▸ **TEKST ŹRÓDŁOWY**
Bez kategorii
Like

Dwie role „Solidarności”

20/01/2013
530 Wyświetlenia
0 Komentarze
5 minut czytania
no-cover

Wywiad „Wirtualnej Polski” z szefem NSZZ „Solidarność” Piotrem Dudą upewnił mnie w przekonaniu, że dziś rola „S” powinna sprowadzać się tylko do upamiętniania jej historycznego dziedzictwa. Broń Boże, byśmy poszli za gospodarczymi radami Piotra Dudy.

0


Przewodniczący NSZZ "Solidarność" Piotr Duda udzielił wywiadu "Wirtualnej Polsce", w którym mówił o rynku pracy i kondycji polskiej gospodarki. Wniosek przewodniczącego Dudy, że gospodarka ma się źle, a rynek pracy tak samo – nie jest może odkrywczy. Natomiast koncepcje, które usiłuje wdrożyć w życie pan Duda, celem poprawy tej sytuacji gospodarczej, brzmią alarmująco. Jest to bowiem recepta na to, by Polskę doprowadzić do zapaści gospodarczej.

W wywiadzie Piotr Duda mówi generalnie o dwóch sprawach. Pierwsza to tzw. "umowy śmieciowe", których likwidacja jest głównym punktem propagandowym Piotra Dudy. Jest to oczywiście postulat zły. Umowy "śmieciowe" nie wynikają z tego, że pracodawcy traktują pracowników jak śmieci (jak wprost mówi w wywiadzie przewodniczący NSZZ) tylko są receptą na pazerność fiskusa, który ściąga od nas haracz pod pretekstem obowiązkowych składek na ZUS i innych. Obciążenia fiskalne są tak wysokie, że coraz mniej firm stać jest na zatrudnienie pracownika na pełen etat. Kompromisem są więc umowy cywilnoprawne. Pracownik dostaje wynagrodzenie (i ma się z czego utrzymać) firma dostaje cudzą pracę, a nie dostaje nic pazerne państwo. I pracownikowi i pracodawcy się to opłaca. Gdyby Piotr Duda miał możliwość wprowadzić w zycie swoje postulaty i zlikwidować umowy śmieciowe to skutek byłby opłakany – natychmiastowe zwolnienie wszystkich, którzy utrzymują się z umów "śmieciowych".

Drugi postulat Piotra Dudy to podwyższenie tzw. "płacy minimalnej". Jego realizacja musi doprowadzić do tego samego. Pracodawca przeliczy sobie koszty i dojdzie do wniosku, że nie opłaca mu się płacić więcej temu pracownikowi, który teraz taniej wykonuje swoją pracę. Efekt jest prosty do przewidzenia: zwolnienie tego pracownika.

Ponieważ "umow śmieciowe" i zatrudnienie na płacę minimalną to źródło utrzymania dla co najmniej miliona osób, zrealizowanie postulatów Piotra Dudy oznacza zwiększenie bezrobocia o milion osób.

▸ **WYCIĄG DANYCH**
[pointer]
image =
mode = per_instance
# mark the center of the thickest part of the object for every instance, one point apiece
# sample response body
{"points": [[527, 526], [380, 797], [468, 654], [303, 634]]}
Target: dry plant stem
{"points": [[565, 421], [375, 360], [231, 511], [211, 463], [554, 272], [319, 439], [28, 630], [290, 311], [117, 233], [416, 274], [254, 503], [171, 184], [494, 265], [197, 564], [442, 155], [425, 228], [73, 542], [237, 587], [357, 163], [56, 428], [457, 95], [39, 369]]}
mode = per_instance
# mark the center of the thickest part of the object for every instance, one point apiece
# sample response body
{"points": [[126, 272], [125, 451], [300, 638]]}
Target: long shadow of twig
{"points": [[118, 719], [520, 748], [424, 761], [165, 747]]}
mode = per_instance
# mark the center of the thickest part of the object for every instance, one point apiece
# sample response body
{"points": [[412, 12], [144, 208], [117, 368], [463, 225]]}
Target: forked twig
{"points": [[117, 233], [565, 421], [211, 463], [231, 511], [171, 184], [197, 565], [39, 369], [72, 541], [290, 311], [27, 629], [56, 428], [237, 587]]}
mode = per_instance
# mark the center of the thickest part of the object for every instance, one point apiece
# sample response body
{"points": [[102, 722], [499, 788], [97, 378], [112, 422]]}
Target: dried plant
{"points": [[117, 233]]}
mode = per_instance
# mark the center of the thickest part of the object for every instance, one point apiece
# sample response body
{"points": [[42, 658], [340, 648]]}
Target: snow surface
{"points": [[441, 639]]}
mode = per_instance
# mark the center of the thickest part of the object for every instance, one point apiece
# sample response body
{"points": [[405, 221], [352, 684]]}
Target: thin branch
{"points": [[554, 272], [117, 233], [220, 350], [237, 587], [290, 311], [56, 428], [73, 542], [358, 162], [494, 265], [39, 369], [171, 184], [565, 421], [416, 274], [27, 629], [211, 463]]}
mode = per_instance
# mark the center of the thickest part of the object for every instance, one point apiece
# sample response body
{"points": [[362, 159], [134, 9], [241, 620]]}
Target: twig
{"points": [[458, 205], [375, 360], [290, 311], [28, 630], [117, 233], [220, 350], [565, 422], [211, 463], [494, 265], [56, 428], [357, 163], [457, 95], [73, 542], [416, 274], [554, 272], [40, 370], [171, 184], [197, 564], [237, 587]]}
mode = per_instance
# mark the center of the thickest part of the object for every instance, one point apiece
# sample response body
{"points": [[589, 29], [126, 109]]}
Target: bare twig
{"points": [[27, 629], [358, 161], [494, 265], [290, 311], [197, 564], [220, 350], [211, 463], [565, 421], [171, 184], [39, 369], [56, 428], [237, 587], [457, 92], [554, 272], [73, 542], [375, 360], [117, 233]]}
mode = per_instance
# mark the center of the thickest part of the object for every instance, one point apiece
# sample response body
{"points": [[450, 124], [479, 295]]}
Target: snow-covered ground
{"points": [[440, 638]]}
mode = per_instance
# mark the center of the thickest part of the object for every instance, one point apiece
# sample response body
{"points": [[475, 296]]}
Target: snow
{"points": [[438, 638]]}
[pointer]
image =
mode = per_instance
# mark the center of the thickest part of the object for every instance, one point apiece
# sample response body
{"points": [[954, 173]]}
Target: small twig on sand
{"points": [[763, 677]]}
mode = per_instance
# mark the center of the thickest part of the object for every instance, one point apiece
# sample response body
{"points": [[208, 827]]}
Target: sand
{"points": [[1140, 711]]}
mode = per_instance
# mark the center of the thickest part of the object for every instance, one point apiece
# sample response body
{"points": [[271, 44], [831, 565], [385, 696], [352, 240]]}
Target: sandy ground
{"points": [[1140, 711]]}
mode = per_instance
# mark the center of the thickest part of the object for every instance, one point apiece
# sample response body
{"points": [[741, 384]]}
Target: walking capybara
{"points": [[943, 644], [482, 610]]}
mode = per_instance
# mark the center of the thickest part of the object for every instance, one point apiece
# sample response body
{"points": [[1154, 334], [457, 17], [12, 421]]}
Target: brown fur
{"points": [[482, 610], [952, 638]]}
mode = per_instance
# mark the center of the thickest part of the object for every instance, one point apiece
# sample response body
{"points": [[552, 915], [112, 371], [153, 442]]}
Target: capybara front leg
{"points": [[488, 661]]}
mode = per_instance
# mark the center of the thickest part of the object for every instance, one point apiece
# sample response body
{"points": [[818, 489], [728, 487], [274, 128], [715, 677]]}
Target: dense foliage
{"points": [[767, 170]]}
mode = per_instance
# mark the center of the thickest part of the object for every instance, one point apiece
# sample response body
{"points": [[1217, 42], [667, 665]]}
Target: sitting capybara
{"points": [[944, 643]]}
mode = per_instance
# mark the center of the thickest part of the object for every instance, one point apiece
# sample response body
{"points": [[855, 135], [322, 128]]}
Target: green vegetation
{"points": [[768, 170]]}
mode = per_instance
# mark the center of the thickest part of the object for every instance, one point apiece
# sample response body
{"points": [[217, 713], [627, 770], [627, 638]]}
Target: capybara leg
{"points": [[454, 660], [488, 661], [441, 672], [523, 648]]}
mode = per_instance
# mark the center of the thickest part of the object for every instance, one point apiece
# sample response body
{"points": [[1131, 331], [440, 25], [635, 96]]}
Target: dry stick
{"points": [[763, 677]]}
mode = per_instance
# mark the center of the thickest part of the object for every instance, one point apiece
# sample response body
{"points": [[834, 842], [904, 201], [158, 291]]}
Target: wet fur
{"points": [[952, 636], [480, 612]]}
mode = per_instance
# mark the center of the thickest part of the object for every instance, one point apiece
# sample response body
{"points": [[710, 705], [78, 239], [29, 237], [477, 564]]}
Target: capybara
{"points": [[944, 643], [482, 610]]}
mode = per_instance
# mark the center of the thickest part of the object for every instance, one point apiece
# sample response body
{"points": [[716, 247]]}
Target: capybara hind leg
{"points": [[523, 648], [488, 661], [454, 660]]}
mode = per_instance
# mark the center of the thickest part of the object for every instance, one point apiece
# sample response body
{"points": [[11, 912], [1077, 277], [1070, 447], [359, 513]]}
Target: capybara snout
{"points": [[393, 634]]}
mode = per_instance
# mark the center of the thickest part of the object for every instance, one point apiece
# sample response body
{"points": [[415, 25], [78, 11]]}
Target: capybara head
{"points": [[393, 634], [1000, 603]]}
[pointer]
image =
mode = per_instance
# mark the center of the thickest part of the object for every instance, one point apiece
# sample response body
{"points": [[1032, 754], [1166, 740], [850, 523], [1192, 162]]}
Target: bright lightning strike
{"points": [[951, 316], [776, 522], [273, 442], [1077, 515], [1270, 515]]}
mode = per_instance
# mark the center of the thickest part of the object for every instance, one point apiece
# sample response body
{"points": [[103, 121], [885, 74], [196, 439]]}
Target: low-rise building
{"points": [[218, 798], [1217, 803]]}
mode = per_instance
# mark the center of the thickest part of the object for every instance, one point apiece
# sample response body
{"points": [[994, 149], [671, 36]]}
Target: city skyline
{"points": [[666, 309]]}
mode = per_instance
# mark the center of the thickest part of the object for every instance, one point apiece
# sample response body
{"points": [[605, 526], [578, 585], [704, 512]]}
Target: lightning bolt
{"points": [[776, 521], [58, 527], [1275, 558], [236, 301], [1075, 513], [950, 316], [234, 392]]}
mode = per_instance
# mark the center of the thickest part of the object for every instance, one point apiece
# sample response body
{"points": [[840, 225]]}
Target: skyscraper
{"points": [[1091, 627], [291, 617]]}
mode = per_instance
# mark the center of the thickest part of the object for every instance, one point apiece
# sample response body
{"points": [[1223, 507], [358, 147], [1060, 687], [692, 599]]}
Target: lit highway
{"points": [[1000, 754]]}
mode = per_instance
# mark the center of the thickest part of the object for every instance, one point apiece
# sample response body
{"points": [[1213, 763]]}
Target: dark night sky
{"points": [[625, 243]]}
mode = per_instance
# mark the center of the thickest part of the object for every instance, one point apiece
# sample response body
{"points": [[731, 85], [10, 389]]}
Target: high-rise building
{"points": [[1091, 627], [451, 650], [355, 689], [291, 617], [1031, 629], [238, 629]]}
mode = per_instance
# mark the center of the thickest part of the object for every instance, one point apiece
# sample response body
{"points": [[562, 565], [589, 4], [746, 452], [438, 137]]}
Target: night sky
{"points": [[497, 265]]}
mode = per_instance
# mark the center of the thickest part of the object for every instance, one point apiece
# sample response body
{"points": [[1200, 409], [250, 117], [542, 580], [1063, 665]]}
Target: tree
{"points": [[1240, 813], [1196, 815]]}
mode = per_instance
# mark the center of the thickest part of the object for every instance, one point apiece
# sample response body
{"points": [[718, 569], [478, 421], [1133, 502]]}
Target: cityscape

▸ **CO ZROBIĆ**
Przepisz fragment tekstu o dwóch rolach „Solidarności”, zaczynając od słów „Drugi postulat Piotra” i kończąc na słowach „zwolnienie tego pracownika.”. Zamień w nim „Pracodawca” na „Przedsiębiorca”.

▸ **ROZWIĄZANIE ZADANIA**
Drugi postulat Piotra Dudy to podwyższenie tzw. "płacy minimalnej". Jego realizacja musi doprowadzić do tego samego. Przedsiębiorca przeliczy sobie koszty i dojdzie do wniosku, że nie opłaca mu się płacić więcej temu pracownikowi, który teraz taniej wykonuje swoją pracę. Efekt jest prosty do przewidzenia: zwolnienie tego pracownika.